*STORED RECORDS*

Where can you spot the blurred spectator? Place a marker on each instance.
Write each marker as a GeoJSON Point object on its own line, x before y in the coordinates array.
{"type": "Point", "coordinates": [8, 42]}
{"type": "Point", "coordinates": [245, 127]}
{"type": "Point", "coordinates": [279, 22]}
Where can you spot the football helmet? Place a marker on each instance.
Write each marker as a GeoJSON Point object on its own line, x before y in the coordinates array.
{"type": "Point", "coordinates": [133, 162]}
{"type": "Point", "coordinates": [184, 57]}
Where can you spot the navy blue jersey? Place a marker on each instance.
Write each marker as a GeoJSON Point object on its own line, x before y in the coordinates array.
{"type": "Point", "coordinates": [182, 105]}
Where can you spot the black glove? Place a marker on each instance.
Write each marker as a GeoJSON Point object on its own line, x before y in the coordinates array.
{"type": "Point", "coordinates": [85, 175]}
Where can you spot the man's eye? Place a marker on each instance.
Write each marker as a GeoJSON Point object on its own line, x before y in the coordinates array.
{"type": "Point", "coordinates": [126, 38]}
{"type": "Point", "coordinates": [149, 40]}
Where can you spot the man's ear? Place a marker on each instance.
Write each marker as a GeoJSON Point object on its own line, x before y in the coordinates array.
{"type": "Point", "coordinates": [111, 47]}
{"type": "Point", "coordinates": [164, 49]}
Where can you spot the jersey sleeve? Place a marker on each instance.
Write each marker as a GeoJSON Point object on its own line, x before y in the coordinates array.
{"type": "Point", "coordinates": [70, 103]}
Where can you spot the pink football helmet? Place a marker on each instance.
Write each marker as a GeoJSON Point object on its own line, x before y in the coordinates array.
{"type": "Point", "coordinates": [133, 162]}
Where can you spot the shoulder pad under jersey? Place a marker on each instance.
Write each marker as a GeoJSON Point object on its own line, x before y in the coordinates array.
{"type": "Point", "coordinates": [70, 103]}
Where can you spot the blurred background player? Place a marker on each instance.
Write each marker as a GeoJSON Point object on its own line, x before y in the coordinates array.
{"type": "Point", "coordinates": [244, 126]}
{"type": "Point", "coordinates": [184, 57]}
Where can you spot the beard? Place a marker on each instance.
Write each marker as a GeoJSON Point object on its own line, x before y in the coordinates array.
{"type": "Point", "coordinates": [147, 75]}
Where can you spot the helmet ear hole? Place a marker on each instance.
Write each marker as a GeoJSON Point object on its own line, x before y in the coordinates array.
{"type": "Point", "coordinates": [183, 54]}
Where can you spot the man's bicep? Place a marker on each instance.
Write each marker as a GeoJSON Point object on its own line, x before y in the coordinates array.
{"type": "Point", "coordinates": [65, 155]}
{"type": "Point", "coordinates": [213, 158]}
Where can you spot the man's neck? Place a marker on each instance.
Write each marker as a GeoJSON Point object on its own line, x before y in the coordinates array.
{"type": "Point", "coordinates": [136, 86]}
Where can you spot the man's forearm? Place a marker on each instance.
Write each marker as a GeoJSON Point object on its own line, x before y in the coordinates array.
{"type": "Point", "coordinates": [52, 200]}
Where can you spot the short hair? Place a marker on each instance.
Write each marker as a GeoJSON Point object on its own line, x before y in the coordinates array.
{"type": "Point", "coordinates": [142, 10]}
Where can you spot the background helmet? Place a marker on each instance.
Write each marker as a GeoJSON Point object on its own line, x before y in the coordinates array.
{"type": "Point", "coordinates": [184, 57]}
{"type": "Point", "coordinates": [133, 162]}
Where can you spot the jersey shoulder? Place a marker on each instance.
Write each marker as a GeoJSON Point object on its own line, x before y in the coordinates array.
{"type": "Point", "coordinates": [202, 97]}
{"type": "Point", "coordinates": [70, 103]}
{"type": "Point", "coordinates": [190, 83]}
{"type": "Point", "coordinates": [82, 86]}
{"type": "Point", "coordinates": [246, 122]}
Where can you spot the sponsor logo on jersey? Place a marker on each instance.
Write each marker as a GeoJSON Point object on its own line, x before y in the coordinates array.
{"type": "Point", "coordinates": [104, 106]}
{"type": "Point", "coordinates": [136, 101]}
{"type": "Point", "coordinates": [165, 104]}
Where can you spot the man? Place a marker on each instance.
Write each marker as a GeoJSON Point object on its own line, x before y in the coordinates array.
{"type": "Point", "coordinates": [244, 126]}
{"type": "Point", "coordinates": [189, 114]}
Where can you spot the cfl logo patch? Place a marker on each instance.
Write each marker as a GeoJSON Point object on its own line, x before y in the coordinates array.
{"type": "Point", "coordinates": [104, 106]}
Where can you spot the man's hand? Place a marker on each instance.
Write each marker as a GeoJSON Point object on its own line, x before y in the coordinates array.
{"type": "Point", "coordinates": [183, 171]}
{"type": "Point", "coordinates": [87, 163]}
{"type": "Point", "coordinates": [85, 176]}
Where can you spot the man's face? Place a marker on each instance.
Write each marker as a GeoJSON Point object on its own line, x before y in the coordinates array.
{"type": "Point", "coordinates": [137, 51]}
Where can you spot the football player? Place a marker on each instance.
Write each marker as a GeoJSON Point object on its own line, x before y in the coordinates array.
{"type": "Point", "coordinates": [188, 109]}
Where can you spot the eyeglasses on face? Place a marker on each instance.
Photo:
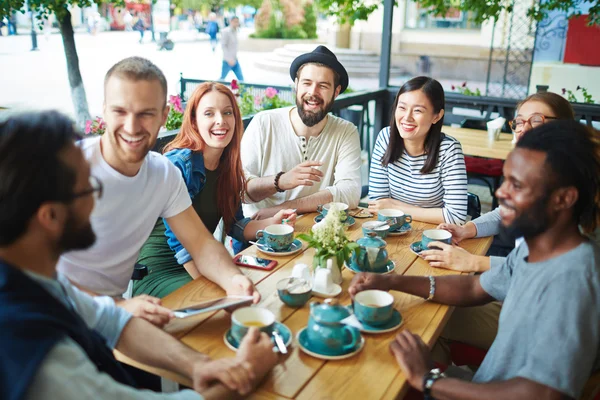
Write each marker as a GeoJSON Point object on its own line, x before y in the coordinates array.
{"type": "Point", "coordinates": [95, 189]}
{"type": "Point", "coordinates": [518, 124]}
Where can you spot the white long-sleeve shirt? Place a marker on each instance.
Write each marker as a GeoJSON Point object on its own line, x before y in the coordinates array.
{"type": "Point", "coordinates": [444, 187]}
{"type": "Point", "coordinates": [270, 145]}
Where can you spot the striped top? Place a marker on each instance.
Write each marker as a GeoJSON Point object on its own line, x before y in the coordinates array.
{"type": "Point", "coordinates": [445, 187]}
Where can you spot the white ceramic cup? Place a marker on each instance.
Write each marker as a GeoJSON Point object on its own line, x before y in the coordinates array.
{"type": "Point", "coordinates": [323, 282]}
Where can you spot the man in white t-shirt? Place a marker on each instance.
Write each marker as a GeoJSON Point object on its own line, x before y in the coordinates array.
{"type": "Point", "coordinates": [302, 156]}
{"type": "Point", "coordinates": [139, 187]}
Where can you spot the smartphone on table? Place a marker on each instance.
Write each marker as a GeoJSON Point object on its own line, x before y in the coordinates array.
{"type": "Point", "coordinates": [244, 260]}
{"type": "Point", "coordinates": [213, 305]}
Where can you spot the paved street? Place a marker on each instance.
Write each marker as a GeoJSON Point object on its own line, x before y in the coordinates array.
{"type": "Point", "coordinates": [39, 79]}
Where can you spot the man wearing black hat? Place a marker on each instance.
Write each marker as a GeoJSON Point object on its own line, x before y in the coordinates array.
{"type": "Point", "coordinates": [300, 157]}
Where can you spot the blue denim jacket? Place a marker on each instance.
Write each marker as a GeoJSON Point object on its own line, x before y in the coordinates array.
{"type": "Point", "coordinates": [192, 168]}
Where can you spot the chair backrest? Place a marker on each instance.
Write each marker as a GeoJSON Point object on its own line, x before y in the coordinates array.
{"type": "Point", "coordinates": [473, 205]}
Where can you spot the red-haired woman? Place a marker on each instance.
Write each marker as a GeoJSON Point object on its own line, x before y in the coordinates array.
{"type": "Point", "coordinates": [207, 151]}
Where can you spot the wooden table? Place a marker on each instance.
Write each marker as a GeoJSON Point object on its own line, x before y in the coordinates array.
{"type": "Point", "coordinates": [475, 142]}
{"type": "Point", "coordinates": [372, 374]}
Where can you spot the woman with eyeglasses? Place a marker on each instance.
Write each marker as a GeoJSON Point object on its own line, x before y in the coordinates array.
{"type": "Point", "coordinates": [207, 151]}
{"type": "Point", "coordinates": [477, 326]}
{"type": "Point", "coordinates": [535, 110]}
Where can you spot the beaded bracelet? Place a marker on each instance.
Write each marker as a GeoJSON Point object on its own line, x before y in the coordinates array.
{"type": "Point", "coordinates": [276, 182]}
{"type": "Point", "coordinates": [431, 288]}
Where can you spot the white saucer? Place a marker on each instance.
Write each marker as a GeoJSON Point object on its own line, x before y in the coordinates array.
{"type": "Point", "coordinates": [337, 289]}
{"type": "Point", "coordinates": [326, 357]}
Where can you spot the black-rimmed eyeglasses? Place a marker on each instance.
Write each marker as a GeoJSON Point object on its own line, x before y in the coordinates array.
{"type": "Point", "coordinates": [95, 189]}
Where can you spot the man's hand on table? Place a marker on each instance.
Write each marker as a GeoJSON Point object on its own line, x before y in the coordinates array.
{"type": "Point", "coordinates": [241, 285]}
{"type": "Point", "coordinates": [148, 308]}
{"type": "Point", "coordinates": [256, 350]}
{"type": "Point", "coordinates": [367, 281]}
{"type": "Point", "coordinates": [413, 357]}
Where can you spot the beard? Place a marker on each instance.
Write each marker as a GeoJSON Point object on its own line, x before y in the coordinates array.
{"type": "Point", "coordinates": [76, 237]}
{"type": "Point", "coordinates": [532, 221]}
{"type": "Point", "coordinates": [311, 118]}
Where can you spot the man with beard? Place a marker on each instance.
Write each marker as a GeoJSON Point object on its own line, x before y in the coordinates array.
{"type": "Point", "coordinates": [141, 186]}
{"type": "Point", "coordinates": [548, 337]}
{"type": "Point", "coordinates": [300, 157]}
{"type": "Point", "coordinates": [56, 340]}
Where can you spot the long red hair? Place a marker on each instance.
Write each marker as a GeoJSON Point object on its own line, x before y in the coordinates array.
{"type": "Point", "coordinates": [231, 182]}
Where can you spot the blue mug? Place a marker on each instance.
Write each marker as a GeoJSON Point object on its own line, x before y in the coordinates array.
{"type": "Point", "coordinates": [395, 218]}
{"type": "Point", "coordinates": [374, 307]}
{"type": "Point", "coordinates": [244, 318]}
{"type": "Point", "coordinates": [278, 237]}
{"type": "Point", "coordinates": [435, 235]}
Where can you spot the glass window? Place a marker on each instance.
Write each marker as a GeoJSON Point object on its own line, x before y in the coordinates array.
{"type": "Point", "coordinates": [417, 18]}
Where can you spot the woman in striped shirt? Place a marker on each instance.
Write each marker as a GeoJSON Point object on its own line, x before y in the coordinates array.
{"type": "Point", "coordinates": [415, 167]}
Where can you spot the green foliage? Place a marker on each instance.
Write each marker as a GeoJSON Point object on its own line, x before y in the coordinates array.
{"type": "Point", "coordinates": [310, 21]}
{"type": "Point", "coordinates": [571, 96]}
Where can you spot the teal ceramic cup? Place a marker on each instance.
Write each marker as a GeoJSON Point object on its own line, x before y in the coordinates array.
{"type": "Point", "coordinates": [395, 218]}
{"type": "Point", "coordinates": [245, 318]}
{"type": "Point", "coordinates": [435, 235]}
{"type": "Point", "coordinates": [323, 209]}
{"type": "Point", "coordinates": [294, 292]}
{"type": "Point", "coordinates": [278, 237]}
{"type": "Point", "coordinates": [373, 307]}
{"type": "Point", "coordinates": [375, 227]}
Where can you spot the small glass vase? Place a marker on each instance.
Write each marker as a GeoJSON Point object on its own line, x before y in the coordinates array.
{"type": "Point", "coordinates": [336, 272]}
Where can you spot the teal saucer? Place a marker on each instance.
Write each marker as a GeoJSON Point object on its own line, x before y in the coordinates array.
{"type": "Point", "coordinates": [285, 332]}
{"type": "Point", "coordinates": [394, 323]}
{"type": "Point", "coordinates": [305, 346]}
{"type": "Point", "coordinates": [349, 222]}
{"type": "Point", "coordinates": [295, 247]}
{"type": "Point", "coordinates": [416, 247]}
{"type": "Point", "coordinates": [390, 267]}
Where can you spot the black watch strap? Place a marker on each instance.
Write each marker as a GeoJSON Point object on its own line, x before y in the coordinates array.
{"type": "Point", "coordinates": [428, 380]}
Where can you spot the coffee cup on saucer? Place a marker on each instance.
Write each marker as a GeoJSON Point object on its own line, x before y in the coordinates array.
{"type": "Point", "coordinates": [373, 307]}
{"type": "Point", "coordinates": [396, 219]}
{"type": "Point", "coordinates": [279, 237]}
{"type": "Point", "coordinates": [245, 318]}
{"type": "Point", "coordinates": [435, 235]}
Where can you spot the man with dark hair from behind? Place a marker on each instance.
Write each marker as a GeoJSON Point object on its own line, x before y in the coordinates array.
{"type": "Point", "coordinates": [57, 340]}
{"type": "Point", "coordinates": [548, 337]}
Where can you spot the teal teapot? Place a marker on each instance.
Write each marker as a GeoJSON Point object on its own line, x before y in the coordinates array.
{"type": "Point", "coordinates": [326, 333]}
{"type": "Point", "coordinates": [371, 255]}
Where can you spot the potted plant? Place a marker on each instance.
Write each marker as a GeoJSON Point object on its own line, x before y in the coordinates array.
{"type": "Point", "coordinates": [329, 240]}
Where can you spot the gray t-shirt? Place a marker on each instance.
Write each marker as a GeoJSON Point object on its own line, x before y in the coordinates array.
{"type": "Point", "coordinates": [549, 327]}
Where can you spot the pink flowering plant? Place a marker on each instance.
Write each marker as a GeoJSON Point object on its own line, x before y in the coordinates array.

*REQUIREMENTS*
Reproduce the data above word for word, starting with the line that contains "Where can you spot the man with dark" and going on through the final line of the data.

*RIGHT ANSWER*
Where can you spot the man with dark hair from behind? Place a marker on each instance.
Write each marker as a GeoJSON Point object on its own line, x before y in the coordinates array.
{"type": "Point", "coordinates": [57, 340]}
{"type": "Point", "coordinates": [548, 337]}
Where can you spot the teal teapot? Place a marker on each instance.
Write each marker as a GeoJSON Point object on its own line, x before y in the coordinates array.
{"type": "Point", "coordinates": [326, 333]}
{"type": "Point", "coordinates": [371, 255]}
Where can you spot the potted plant? Place a marker on each instance.
Write each marker as a GeoJSON Point object on its own line, x before y in the coordinates array.
{"type": "Point", "coordinates": [329, 240]}
Where can you spot the gray t-shirt? Place a marker on each instance.
Write each marker as a GeoJSON Point object on its own line, x before y in the coordinates array.
{"type": "Point", "coordinates": [549, 327]}
Where can you spot the pink flowering plant? Place a marker on each instance.
Write each marker as a GeoJSON Point object on its own line, x before y in the coordinates array.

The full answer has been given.